[Labeling and segmentation records]
********
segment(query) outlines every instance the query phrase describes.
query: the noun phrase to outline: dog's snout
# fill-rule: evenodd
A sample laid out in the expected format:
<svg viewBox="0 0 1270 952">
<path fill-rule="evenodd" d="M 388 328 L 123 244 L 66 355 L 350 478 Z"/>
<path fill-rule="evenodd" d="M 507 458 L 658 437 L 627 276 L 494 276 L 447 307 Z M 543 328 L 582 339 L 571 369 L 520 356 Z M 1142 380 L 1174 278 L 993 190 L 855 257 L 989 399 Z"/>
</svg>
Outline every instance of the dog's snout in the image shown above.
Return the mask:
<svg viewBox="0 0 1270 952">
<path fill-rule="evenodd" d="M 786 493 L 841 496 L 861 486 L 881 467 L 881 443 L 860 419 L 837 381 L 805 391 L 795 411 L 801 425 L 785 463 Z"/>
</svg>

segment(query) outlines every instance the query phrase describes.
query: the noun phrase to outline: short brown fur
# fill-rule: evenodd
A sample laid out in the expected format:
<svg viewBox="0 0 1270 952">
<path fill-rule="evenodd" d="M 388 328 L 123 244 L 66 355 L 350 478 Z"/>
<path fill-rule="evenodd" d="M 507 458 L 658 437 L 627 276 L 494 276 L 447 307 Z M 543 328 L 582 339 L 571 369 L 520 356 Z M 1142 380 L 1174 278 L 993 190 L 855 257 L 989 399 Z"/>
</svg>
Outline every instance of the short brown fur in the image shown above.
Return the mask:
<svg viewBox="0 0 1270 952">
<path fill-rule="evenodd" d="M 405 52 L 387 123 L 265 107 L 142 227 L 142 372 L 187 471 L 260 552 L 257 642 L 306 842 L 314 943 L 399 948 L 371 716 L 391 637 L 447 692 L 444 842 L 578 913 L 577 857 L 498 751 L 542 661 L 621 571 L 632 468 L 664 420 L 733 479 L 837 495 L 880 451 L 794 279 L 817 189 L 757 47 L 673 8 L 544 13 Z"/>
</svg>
********
> **What the exercise asks**
Extract every line of the data that contains the string "above", treating uppercase and lowercase as different.

> **Result**
Outline every instance of the dog's snout in the image shown above.
Outline every instance of the short brown fur in the image shown above.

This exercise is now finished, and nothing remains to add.